▸ **Work instructions**: Return every line of the entries below that contains the string "building", treating case as significant.

>> start

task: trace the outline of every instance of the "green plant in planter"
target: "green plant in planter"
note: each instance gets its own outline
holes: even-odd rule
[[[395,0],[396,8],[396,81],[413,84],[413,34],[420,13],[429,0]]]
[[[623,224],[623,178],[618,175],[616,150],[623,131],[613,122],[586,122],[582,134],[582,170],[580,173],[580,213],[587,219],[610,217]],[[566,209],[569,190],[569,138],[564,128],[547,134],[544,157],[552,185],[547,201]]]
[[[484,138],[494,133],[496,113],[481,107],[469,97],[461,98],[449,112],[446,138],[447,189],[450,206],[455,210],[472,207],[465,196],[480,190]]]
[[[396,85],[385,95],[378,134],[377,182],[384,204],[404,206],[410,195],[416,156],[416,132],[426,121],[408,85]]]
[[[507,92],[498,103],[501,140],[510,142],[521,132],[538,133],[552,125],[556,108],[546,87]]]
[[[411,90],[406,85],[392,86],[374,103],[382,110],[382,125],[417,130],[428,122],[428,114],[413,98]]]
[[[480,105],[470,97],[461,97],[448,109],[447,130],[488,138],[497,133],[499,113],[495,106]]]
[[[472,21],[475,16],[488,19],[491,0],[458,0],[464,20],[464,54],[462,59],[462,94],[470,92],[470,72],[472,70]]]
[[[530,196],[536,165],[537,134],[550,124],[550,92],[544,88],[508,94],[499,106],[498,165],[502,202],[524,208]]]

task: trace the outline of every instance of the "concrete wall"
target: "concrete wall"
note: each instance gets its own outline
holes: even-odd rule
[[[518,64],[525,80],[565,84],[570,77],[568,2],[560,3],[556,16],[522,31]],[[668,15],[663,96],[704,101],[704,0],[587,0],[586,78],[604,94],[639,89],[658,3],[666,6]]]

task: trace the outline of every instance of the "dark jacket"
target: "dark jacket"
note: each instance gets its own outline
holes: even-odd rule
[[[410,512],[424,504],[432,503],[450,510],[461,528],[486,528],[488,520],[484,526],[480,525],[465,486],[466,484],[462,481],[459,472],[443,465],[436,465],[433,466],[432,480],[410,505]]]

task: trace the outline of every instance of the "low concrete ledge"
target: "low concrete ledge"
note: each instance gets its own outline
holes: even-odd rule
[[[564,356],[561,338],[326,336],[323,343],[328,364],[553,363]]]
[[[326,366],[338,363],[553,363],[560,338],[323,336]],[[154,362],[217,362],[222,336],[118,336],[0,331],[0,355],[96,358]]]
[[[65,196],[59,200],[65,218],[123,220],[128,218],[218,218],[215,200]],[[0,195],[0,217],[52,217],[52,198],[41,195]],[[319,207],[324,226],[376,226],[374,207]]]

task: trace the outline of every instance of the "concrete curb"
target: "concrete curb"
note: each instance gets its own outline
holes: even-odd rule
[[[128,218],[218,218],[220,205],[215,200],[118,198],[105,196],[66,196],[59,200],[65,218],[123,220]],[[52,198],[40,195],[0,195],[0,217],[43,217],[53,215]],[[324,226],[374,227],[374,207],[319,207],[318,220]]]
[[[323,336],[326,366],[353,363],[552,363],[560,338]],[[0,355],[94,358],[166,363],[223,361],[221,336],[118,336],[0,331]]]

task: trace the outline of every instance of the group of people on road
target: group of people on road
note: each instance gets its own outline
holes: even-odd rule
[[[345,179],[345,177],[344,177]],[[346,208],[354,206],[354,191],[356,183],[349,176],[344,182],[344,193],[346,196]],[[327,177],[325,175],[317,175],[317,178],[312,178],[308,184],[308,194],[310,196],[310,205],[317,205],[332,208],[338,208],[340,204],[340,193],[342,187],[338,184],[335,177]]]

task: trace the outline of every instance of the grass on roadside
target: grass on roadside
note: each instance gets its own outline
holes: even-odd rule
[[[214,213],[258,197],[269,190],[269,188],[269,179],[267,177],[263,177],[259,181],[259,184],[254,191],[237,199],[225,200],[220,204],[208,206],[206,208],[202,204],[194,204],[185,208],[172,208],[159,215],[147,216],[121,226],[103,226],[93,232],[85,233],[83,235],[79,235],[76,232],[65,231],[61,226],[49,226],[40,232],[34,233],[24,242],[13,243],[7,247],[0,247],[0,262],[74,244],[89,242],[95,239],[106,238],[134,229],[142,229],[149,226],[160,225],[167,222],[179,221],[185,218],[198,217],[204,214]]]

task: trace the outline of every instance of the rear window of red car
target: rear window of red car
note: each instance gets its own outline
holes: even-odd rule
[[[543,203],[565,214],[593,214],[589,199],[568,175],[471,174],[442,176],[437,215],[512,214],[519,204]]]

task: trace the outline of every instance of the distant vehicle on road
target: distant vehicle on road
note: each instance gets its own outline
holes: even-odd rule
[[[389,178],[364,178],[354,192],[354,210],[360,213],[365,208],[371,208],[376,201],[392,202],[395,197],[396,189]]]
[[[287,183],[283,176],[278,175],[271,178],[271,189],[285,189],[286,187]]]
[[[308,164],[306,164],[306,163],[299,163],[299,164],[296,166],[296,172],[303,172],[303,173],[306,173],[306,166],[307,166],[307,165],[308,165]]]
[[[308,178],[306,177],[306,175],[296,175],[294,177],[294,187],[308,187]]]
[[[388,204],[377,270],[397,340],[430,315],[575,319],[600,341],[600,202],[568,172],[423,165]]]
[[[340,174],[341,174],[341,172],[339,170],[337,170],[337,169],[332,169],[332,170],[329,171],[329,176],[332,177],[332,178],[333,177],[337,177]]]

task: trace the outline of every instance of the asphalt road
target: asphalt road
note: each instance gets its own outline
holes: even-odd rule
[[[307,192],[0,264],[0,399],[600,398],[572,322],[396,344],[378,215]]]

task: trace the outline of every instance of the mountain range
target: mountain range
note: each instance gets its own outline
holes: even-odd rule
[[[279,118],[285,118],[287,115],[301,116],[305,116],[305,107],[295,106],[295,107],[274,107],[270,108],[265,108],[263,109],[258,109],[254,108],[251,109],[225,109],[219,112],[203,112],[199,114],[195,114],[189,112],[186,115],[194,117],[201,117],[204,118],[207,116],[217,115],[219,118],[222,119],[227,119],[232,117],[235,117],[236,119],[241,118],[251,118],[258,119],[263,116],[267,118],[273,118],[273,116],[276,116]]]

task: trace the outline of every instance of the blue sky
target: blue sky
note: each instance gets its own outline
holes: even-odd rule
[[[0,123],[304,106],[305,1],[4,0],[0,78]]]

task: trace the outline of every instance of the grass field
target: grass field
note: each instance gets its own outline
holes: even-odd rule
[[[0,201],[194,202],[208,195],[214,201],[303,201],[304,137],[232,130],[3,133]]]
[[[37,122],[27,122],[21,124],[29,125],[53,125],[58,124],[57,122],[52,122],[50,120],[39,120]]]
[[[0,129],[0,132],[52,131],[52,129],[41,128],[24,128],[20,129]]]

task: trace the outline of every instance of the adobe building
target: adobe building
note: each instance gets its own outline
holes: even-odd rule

>> end

▸ **Written response**:
task: trace the outline of every instance of the adobe building
target: adobe building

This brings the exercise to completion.